Give the material from the line with "Task: point out the wet" to the line with "[[446, 345], [407, 348]]", both included, as a JSON list of strings with one string per line and no blank lines.

─── ENTRIES PROVIDED

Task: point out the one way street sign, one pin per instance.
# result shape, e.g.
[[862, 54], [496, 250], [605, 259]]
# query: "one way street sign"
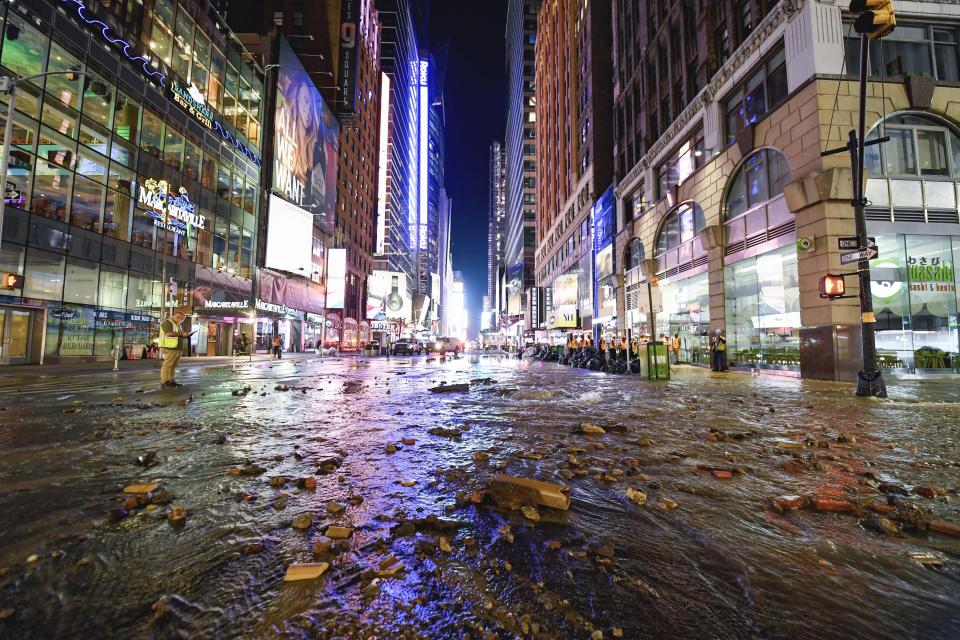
[[856, 256]]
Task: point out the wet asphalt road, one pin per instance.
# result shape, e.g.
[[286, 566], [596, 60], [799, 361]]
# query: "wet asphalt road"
[[705, 556]]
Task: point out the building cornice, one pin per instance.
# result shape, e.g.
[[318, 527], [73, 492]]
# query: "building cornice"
[[784, 11]]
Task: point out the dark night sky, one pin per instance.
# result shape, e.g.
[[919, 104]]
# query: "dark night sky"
[[475, 100]]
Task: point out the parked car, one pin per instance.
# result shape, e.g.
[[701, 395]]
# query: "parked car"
[[446, 345], [407, 348]]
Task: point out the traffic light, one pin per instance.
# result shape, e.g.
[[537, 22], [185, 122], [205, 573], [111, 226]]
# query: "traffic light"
[[832, 286], [12, 281], [874, 17]]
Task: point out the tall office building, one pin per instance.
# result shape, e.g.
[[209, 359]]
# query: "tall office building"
[[347, 75], [496, 228], [521, 187], [400, 62], [729, 210], [574, 150], [160, 204]]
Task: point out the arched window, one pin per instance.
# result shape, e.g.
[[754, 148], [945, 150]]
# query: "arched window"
[[919, 146], [634, 254], [681, 226], [759, 178]]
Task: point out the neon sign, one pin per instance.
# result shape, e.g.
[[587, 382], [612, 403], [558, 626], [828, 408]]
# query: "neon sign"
[[192, 101], [157, 76], [119, 42], [168, 210]]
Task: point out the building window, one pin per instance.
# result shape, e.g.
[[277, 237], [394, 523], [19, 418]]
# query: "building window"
[[680, 227], [761, 177], [680, 165], [761, 93], [745, 18], [634, 253], [920, 49], [918, 146]]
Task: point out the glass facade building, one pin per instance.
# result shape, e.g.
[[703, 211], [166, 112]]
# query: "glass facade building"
[[133, 172]]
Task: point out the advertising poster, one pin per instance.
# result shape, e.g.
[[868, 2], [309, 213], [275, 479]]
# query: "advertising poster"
[[305, 142], [336, 278], [70, 330], [564, 311], [387, 296], [289, 238]]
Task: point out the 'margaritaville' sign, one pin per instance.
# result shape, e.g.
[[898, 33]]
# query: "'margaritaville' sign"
[[170, 211]]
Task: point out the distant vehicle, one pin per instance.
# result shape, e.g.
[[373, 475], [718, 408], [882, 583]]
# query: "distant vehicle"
[[407, 348], [446, 345]]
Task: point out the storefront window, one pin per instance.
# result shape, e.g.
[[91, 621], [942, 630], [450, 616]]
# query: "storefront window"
[[97, 99], [914, 287], [81, 282], [24, 48], [113, 288], [173, 148], [763, 309], [685, 310], [151, 136], [43, 275], [761, 177], [126, 118], [918, 145], [51, 191], [86, 205]]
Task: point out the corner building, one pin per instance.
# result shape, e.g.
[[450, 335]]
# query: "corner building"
[[726, 206], [574, 151], [136, 178]]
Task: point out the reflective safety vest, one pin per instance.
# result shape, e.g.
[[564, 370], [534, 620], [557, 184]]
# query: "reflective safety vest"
[[169, 342]]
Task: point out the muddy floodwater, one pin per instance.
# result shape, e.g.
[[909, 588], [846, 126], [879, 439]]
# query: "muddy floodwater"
[[761, 507]]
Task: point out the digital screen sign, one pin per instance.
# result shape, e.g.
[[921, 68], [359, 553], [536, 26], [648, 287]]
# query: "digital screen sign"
[[289, 238], [305, 141]]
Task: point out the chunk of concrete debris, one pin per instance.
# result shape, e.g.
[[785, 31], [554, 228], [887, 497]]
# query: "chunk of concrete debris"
[[305, 571], [594, 429], [141, 488], [450, 388], [512, 492], [636, 496], [389, 567], [530, 513]]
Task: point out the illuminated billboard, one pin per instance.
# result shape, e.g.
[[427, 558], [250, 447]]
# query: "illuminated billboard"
[[563, 314], [387, 296], [305, 142], [336, 277], [289, 238]]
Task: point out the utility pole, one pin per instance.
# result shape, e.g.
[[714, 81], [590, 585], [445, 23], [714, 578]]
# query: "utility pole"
[[875, 19]]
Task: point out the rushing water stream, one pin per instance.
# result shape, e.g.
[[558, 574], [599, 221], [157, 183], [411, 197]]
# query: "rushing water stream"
[[722, 564]]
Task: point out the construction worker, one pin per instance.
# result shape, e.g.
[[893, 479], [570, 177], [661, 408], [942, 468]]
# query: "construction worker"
[[170, 344]]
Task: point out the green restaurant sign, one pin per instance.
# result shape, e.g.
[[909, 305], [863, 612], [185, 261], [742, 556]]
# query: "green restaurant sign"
[[930, 274]]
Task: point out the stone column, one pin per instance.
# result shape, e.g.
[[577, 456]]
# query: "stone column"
[[830, 333]]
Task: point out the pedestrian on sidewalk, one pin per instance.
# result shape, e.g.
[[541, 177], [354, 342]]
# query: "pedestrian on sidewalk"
[[171, 336], [718, 352]]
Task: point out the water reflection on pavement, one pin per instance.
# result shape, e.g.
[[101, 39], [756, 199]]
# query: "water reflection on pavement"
[[707, 555]]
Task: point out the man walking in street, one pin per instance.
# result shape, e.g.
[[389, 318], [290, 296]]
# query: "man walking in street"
[[718, 352], [171, 335]]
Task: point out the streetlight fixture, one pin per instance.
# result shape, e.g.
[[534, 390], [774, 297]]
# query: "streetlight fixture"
[[8, 86]]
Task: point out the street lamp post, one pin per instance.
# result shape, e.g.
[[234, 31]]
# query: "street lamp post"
[[8, 86]]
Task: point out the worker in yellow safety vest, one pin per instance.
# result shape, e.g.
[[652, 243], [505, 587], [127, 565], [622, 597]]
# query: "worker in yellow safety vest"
[[170, 346]]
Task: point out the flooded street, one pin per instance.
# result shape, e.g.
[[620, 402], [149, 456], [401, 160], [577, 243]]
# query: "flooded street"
[[711, 543]]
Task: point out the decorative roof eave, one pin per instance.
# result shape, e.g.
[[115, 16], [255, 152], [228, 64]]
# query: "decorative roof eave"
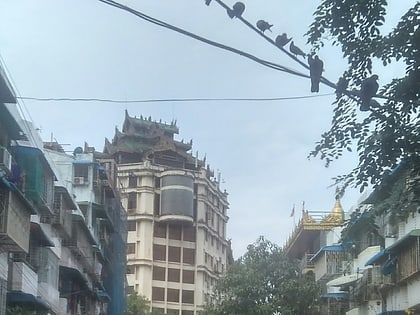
[[171, 128]]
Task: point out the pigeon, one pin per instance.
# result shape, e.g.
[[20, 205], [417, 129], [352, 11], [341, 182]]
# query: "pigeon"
[[282, 40], [341, 86], [296, 50], [264, 25], [316, 67], [368, 90], [237, 10]]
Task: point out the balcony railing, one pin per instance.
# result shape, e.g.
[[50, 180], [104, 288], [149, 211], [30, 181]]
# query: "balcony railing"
[[14, 221]]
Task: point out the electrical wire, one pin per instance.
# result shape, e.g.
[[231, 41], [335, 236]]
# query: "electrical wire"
[[166, 100], [202, 39]]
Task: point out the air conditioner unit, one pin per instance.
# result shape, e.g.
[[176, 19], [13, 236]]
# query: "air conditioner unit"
[[79, 181], [5, 160]]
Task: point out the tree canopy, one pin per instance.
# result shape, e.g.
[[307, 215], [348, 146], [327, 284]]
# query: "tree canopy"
[[390, 132], [262, 282]]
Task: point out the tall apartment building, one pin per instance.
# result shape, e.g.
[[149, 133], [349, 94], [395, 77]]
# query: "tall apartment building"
[[177, 216]]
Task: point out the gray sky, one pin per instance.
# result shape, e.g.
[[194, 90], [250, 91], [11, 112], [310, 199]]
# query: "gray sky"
[[86, 49]]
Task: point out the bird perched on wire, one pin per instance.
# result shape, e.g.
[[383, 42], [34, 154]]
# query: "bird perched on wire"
[[316, 67], [296, 50], [237, 10], [264, 26], [341, 86], [368, 90], [282, 40]]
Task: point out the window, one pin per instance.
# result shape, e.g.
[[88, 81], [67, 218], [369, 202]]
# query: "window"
[[158, 294], [188, 276], [131, 269], [159, 252], [157, 182], [132, 200], [174, 232], [132, 181], [174, 254], [131, 248], [158, 273], [160, 230], [173, 275], [173, 295], [131, 225], [188, 296], [189, 233], [189, 254], [156, 205]]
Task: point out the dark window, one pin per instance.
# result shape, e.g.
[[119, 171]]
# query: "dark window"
[[189, 254], [156, 205], [158, 294], [189, 234], [131, 225], [159, 252], [131, 248], [132, 181], [132, 200], [188, 296], [188, 276], [157, 182], [174, 254], [160, 230], [173, 275], [131, 269], [81, 170], [158, 273], [174, 232], [173, 295]]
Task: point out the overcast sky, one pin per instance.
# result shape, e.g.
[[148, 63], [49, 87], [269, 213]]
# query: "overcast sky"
[[87, 49]]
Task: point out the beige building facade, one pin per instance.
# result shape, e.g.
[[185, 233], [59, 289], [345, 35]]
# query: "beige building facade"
[[177, 217]]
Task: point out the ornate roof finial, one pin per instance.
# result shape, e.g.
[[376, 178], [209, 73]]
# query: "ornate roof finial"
[[338, 212]]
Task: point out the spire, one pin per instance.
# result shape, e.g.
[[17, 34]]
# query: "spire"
[[337, 212]]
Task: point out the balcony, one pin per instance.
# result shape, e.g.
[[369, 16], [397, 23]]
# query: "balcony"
[[24, 278], [306, 263], [15, 214], [39, 185]]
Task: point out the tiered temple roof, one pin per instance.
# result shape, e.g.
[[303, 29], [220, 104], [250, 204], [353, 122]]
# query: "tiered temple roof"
[[143, 139]]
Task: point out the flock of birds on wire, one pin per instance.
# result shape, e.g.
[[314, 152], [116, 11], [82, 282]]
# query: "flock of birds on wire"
[[369, 86]]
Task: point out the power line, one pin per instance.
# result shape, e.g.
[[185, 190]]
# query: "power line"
[[155, 21], [167, 100]]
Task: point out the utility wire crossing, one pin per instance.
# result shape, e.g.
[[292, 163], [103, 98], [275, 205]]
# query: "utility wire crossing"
[[167, 100]]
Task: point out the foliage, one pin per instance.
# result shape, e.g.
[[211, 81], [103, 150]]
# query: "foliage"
[[398, 196], [360, 223], [262, 282], [139, 305], [390, 132]]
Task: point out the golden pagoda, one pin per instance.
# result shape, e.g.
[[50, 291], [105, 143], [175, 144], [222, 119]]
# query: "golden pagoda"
[[306, 238]]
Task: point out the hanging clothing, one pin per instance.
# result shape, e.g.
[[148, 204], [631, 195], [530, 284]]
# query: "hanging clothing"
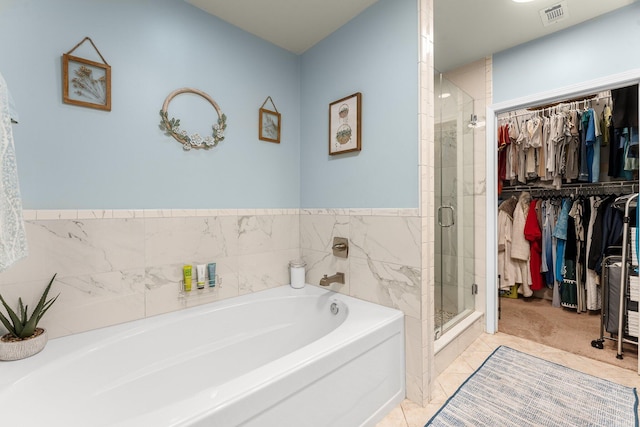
[[533, 234], [520, 248], [506, 267], [560, 232], [13, 239], [592, 280]]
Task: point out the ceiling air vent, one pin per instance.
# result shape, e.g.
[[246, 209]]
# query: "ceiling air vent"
[[555, 13]]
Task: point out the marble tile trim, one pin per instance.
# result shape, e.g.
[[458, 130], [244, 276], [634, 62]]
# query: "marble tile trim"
[[363, 212], [52, 214]]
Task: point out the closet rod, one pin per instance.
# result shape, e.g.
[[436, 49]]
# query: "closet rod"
[[584, 189]]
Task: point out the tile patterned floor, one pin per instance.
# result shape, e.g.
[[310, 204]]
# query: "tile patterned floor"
[[409, 414]]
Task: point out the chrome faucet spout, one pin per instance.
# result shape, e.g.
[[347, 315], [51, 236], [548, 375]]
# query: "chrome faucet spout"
[[336, 278]]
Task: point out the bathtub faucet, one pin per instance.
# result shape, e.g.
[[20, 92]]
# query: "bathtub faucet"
[[336, 278]]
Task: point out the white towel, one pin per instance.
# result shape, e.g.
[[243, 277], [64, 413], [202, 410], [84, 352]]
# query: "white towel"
[[13, 238]]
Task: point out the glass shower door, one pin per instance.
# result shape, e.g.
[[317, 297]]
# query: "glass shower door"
[[454, 138]]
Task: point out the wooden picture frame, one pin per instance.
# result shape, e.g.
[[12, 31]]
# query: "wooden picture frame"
[[270, 125], [86, 83], [345, 117]]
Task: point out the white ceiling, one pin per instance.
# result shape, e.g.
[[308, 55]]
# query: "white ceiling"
[[294, 25], [464, 30], [461, 37]]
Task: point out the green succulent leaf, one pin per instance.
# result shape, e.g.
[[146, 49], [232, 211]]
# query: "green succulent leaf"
[[24, 326]]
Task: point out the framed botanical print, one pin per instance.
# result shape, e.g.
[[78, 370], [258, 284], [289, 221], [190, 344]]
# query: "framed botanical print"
[[345, 124]]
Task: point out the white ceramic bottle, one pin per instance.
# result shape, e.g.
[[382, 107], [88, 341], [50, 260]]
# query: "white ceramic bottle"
[[297, 272]]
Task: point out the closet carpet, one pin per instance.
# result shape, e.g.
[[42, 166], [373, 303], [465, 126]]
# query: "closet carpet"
[[536, 320]]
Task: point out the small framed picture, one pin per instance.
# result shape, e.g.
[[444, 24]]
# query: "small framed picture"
[[269, 126], [86, 83], [344, 124]]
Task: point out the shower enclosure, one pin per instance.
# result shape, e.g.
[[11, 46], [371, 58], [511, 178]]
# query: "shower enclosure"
[[454, 204]]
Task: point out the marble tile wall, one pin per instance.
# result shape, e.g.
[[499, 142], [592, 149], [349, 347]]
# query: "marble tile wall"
[[383, 266], [117, 266]]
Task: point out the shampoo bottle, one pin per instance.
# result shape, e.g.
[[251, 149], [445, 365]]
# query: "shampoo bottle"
[[200, 269], [212, 274]]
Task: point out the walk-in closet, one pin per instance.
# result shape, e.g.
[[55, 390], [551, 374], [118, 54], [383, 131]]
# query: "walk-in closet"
[[567, 265]]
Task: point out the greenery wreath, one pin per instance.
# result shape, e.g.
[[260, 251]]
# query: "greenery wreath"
[[171, 127]]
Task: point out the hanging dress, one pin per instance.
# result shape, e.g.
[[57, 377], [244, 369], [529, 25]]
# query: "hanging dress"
[[13, 239]]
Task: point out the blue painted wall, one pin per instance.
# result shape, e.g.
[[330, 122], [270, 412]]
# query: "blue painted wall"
[[597, 48], [376, 54], [72, 157]]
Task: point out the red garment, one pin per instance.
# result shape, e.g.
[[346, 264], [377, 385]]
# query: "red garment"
[[533, 234], [503, 141]]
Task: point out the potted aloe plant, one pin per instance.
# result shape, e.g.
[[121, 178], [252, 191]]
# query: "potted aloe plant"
[[24, 338]]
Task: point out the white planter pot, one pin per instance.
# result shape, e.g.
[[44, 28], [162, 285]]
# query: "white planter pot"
[[16, 350]]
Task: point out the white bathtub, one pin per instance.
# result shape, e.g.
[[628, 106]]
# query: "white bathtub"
[[273, 358]]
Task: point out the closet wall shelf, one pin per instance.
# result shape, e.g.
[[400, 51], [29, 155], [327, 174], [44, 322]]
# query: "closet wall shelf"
[[577, 189]]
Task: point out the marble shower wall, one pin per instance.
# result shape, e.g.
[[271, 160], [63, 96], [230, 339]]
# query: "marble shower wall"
[[383, 266], [117, 266]]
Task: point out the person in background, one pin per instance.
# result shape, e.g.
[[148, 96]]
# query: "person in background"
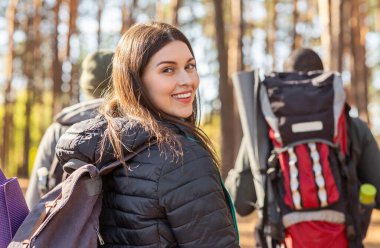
[[95, 78], [364, 149], [365, 152], [171, 194]]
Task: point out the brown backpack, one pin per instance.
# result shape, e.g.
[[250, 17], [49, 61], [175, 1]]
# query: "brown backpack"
[[68, 215]]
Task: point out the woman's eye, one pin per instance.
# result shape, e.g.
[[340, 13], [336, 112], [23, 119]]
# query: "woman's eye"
[[190, 66], [168, 70]]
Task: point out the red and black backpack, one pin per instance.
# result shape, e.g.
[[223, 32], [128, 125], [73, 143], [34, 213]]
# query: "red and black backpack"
[[309, 171]]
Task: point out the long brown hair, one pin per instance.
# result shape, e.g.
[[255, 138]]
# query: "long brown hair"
[[130, 99]]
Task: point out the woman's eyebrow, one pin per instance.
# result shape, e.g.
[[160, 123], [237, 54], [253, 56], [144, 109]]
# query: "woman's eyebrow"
[[172, 62]]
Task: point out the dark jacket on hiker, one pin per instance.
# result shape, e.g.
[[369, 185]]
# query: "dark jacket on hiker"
[[157, 201], [46, 150], [365, 156]]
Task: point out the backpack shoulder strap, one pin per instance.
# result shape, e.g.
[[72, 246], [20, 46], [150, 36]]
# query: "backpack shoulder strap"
[[75, 164], [109, 168]]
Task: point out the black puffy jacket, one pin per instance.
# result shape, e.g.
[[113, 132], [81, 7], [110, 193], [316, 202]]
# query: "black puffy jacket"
[[158, 201]]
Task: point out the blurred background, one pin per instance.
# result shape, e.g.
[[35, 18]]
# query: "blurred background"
[[42, 44]]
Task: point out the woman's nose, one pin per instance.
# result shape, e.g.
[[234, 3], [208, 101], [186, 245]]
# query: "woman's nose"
[[184, 78]]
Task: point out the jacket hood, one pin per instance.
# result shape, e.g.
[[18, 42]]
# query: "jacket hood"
[[78, 112], [83, 141]]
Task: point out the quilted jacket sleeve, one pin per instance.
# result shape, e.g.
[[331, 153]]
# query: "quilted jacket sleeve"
[[196, 208]]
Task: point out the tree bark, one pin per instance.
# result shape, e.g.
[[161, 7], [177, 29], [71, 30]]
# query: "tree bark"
[[8, 97], [57, 63], [337, 44], [297, 39], [225, 88], [127, 16], [169, 15], [74, 87], [271, 30], [235, 58], [99, 19], [325, 17], [28, 71], [359, 70]]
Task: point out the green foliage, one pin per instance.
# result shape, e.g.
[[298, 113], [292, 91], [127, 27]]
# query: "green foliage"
[[40, 119]]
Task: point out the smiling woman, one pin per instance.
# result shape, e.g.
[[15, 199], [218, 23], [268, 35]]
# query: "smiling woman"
[[172, 194], [171, 79]]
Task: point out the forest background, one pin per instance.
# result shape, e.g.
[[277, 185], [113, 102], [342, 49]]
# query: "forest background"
[[42, 44]]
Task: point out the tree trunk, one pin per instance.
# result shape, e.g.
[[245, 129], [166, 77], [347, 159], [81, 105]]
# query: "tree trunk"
[[297, 39], [174, 6], [28, 71], [127, 16], [57, 64], [168, 15], [359, 69], [99, 19], [235, 57], [225, 89], [337, 44], [74, 87], [8, 97], [271, 30], [325, 17]]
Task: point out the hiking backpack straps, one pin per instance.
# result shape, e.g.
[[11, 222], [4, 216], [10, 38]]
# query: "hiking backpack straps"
[[310, 170], [68, 215]]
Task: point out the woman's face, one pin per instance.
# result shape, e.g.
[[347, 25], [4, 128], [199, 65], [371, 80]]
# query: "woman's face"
[[171, 79]]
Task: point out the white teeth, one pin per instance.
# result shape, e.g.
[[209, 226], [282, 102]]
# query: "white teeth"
[[180, 96]]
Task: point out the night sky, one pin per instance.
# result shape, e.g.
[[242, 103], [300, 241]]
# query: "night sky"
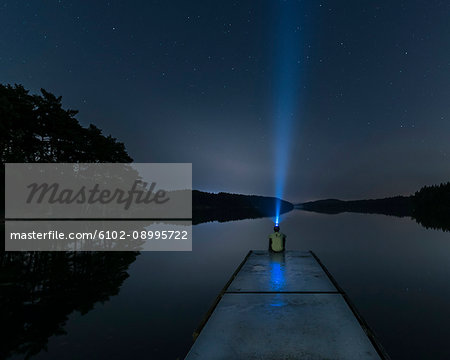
[[198, 81]]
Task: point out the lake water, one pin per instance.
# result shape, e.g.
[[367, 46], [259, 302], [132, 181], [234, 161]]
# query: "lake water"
[[395, 272]]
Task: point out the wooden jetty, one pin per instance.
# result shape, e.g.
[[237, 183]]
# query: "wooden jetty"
[[283, 306]]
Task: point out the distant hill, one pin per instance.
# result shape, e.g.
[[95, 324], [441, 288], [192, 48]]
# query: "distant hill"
[[226, 207], [430, 206]]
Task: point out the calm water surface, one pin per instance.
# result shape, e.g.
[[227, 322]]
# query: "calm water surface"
[[395, 272]]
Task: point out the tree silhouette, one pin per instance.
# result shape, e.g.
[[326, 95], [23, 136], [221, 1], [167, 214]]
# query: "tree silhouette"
[[36, 128]]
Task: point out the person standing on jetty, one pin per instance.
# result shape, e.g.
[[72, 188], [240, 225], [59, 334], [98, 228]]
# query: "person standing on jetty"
[[277, 240]]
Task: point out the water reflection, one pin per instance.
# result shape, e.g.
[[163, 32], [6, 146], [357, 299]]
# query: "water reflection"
[[394, 271], [277, 278]]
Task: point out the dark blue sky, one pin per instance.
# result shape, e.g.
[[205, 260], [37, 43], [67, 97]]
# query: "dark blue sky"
[[195, 81]]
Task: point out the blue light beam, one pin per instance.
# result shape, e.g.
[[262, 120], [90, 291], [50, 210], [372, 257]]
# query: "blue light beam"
[[287, 40]]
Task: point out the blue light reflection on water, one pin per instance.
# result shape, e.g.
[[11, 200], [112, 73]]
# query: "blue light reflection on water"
[[287, 39]]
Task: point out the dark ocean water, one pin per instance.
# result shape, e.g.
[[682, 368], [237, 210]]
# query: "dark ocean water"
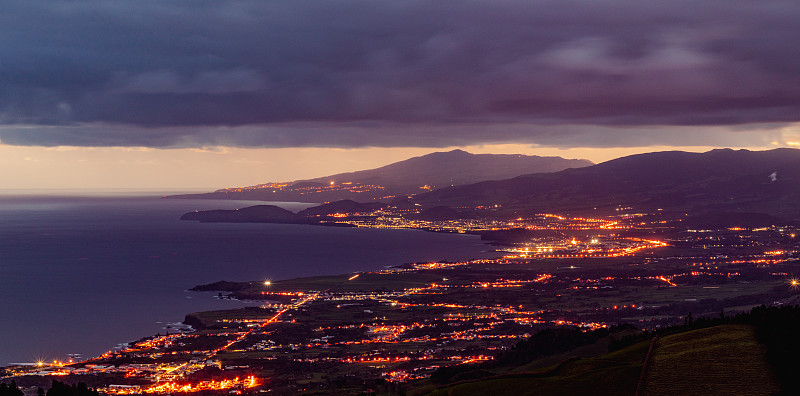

──────

» **TASK SOLUTION**:
[
  "Task: point out the wet asphalt road, one pin per instance.",
  "# result shape, e.g.",
  "[[286, 566], [596, 60], [799, 361]]",
  "# query: \"wet asphalt road\"",
  "[[705, 556]]",
  "Task: point out the building cornice, one pin per instance.",
  "# result shape, e.g.",
  "[[318, 527], [73, 492]]",
  "# query: \"building cornice\"",
  "[[784, 11]]",
  "Task: point out the dark night sky, one pin per instance.",
  "# result shape, e.g.",
  "[[919, 104]]",
  "# query: \"dark night sky\"",
  "[[475, 100]]",
  "Task: point out the parked car, one pin per instance.",
  "# result shape, e.g.",
  "[[701, 395]]",
  "# query: \"parked car\"",
  "[[446, 345], [407, 348]]"
]